PAGE EXTRACT

....................

Governments around the world are increasingly urging pension funds to invest more money domestically to boost infrastructure, reduce reliance on foreign capital, and stimulate national economies.

But while large public pensions are keen to invest in public infrastructure assets — particularly airports, transmission grids, and utility companies — the International Centre for Pension Management sees a disconnect in many countries between the assets the pensions want, and the ones governments are willing to sell.

“In many countries these assets are government owned, and governments are reluctant to sell these assets,” Sebastien Betermier, executive director of the ICPM, recently told Institutional Investor, adding that such mismatches between these needs and wants can lead to “a toxic situation.”

Betermier said this is notably the case in Canada: Funds have openly expressed a desire to invest in airports (as they do in other countries), like Toronto Pearson. But even as the Canadian government calls on its $2.1 trillion pension system to invest more domestically, it has not made such assets available. The McGill University finance professor has warned that keeping these public assets under government ownership will lead the Canadian plans to look abroad for these assets.

While Betermier acknowledged the “multiple advantages to investing domestically” — the lack of currency risk, little worry about interest rates or inflation rates — the funds are still looking for competitive, investible opportunities. “Hopefully we’ll see more of an alignment,” he added.

....................

STUDY MATERIAL
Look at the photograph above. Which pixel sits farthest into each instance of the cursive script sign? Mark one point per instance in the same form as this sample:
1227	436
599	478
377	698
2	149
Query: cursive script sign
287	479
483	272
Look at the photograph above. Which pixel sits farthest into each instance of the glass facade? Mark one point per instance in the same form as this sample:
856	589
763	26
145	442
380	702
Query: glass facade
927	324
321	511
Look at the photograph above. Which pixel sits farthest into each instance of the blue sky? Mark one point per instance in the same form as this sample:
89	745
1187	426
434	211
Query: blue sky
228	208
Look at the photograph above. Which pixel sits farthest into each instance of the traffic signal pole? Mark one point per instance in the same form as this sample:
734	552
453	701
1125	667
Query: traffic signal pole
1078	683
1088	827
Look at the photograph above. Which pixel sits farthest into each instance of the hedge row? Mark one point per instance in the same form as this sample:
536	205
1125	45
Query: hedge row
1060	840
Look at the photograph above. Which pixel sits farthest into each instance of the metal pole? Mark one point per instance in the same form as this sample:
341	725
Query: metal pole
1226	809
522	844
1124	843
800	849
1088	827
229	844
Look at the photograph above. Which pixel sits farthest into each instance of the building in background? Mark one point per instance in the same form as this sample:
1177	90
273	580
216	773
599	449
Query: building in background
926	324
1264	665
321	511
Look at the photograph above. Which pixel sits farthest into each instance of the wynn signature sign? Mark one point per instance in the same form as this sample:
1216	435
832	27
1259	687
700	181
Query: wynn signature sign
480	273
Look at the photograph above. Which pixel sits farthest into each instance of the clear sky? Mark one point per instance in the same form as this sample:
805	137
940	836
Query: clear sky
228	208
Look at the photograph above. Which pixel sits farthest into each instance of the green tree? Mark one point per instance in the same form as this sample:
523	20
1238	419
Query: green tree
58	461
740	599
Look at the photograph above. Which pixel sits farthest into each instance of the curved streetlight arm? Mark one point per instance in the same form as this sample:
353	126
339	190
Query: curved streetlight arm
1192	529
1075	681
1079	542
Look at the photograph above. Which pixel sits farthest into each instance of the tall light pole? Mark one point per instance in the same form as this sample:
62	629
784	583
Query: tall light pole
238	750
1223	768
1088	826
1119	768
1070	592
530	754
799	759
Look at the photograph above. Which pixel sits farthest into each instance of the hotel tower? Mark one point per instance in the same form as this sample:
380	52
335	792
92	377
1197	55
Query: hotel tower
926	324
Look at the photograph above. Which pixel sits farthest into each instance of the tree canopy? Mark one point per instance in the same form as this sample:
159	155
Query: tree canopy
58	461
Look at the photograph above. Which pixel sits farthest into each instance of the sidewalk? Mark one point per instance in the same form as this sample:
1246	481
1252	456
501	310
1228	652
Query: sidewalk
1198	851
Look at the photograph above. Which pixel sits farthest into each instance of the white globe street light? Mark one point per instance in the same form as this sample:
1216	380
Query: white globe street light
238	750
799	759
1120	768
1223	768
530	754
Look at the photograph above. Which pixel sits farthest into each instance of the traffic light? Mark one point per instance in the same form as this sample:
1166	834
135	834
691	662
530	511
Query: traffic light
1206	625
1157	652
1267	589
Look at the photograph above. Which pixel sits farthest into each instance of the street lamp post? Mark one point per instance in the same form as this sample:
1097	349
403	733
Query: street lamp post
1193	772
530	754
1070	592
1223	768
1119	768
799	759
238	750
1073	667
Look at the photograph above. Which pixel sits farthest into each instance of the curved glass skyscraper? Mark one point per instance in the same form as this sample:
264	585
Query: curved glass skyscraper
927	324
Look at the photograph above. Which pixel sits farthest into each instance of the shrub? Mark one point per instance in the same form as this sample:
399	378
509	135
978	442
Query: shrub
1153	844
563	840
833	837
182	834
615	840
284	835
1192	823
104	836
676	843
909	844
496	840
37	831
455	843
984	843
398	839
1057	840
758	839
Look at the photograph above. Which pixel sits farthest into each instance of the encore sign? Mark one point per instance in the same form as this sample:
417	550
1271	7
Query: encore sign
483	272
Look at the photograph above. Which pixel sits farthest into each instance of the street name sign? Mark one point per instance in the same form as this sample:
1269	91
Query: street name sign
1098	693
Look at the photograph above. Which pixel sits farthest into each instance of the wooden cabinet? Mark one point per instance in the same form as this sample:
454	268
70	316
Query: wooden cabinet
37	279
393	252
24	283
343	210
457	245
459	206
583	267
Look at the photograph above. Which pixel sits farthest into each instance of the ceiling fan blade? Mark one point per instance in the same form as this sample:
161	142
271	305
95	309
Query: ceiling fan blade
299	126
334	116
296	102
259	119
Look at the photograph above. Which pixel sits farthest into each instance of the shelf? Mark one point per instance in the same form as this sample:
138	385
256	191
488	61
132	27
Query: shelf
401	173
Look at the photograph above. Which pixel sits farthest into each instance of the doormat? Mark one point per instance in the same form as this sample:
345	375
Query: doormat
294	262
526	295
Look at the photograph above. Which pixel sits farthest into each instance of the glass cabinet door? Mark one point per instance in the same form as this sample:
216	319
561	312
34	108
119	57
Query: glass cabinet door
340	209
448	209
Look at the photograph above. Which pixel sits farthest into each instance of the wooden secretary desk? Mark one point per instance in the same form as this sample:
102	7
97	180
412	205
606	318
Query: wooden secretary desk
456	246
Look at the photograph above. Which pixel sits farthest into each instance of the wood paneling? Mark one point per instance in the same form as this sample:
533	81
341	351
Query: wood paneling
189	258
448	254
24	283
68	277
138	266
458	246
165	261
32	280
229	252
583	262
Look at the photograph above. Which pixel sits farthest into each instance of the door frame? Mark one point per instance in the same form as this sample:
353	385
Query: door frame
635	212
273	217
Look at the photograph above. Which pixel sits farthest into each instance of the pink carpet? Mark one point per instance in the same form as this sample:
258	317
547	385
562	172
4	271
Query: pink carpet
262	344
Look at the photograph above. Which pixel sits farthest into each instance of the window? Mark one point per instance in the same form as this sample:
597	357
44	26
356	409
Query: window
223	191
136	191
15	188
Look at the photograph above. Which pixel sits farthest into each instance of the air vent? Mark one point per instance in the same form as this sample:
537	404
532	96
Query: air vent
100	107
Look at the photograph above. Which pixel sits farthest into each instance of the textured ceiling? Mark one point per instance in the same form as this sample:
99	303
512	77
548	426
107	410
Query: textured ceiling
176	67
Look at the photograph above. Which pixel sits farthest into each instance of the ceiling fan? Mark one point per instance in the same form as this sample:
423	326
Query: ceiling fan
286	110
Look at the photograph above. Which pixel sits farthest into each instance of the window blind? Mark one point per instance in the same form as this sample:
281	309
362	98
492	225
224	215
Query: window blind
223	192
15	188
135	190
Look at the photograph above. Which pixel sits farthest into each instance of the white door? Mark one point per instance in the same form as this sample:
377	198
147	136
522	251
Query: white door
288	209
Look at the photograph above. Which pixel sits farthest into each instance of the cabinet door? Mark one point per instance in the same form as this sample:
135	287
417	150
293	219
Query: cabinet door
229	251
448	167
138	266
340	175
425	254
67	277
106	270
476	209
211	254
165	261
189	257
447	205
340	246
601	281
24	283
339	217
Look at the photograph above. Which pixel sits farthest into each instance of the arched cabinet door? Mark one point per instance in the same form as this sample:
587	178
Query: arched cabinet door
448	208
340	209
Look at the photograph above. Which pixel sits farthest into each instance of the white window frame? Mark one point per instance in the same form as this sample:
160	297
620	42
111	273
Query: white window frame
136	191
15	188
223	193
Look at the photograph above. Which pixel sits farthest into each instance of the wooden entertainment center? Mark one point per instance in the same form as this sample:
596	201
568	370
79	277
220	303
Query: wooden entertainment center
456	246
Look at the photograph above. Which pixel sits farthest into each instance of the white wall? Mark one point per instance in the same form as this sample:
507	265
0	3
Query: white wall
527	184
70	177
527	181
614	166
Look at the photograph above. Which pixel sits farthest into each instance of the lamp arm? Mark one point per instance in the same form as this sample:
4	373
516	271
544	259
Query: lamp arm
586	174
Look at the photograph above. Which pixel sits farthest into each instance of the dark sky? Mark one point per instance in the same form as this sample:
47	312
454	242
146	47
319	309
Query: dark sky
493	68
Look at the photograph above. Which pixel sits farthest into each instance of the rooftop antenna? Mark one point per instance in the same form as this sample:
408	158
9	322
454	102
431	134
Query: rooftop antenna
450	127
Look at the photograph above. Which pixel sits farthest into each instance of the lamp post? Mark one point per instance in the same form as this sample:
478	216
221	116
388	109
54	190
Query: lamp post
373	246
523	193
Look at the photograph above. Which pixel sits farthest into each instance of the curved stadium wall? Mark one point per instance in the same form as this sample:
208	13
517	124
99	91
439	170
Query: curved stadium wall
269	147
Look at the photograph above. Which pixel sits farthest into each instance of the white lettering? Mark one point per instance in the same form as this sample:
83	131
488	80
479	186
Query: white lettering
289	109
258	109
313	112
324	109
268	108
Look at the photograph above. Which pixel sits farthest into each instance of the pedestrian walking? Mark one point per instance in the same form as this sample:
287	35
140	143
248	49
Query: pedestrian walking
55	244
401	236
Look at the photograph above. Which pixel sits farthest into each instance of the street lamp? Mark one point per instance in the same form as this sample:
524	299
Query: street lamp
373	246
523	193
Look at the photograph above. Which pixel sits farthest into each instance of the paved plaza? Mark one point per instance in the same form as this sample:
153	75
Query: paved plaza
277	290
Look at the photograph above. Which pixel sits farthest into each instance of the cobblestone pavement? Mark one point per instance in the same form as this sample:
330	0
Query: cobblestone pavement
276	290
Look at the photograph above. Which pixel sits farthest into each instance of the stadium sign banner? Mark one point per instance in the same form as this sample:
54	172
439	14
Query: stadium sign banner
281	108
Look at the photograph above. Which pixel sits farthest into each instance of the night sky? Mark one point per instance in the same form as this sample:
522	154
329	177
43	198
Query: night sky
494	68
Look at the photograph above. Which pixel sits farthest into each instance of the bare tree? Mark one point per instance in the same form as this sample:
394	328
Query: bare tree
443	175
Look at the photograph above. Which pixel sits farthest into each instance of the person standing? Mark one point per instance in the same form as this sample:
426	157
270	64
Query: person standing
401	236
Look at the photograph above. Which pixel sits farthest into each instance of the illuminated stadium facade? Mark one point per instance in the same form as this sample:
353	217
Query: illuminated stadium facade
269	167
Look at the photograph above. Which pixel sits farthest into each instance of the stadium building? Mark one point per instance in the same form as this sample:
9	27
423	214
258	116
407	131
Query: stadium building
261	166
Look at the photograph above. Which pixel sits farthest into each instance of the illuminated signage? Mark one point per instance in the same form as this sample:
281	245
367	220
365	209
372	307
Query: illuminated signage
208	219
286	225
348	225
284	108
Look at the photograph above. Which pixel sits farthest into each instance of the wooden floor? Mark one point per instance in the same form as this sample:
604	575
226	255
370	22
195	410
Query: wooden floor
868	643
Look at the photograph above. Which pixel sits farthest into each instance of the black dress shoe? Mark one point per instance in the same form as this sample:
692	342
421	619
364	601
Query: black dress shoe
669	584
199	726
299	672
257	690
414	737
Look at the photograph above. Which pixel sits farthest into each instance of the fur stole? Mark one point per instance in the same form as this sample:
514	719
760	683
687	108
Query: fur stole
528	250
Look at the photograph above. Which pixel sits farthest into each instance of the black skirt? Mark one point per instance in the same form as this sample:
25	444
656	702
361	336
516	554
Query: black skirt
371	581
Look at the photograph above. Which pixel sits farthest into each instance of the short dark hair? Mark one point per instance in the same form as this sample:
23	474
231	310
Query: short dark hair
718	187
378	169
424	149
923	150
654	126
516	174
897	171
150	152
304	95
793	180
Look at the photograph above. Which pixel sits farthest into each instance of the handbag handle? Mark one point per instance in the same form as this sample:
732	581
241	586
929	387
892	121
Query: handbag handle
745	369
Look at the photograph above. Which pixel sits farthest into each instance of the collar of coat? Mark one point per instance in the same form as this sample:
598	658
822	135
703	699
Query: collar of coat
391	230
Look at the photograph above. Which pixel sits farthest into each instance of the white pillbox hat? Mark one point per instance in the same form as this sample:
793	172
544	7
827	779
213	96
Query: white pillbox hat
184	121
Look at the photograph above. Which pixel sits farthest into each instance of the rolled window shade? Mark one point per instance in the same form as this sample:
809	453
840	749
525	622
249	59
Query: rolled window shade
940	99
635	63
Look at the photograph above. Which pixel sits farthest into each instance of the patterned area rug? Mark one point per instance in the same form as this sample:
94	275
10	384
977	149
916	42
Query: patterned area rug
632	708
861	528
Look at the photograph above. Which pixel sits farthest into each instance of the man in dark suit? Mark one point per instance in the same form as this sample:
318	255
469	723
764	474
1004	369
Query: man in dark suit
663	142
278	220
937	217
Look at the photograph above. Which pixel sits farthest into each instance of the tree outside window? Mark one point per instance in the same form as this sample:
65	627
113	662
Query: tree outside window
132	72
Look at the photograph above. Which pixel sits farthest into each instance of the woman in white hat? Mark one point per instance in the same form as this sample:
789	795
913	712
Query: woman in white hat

....................

WORK TO COMPLETE
List the kinds of public infrastructure assets that, according to the article on pension funds investing domestically, large public pensions are particularly keen to invest in.

SOLUTION FOR THIS TASK
Airports
Transmission grids
Utility companies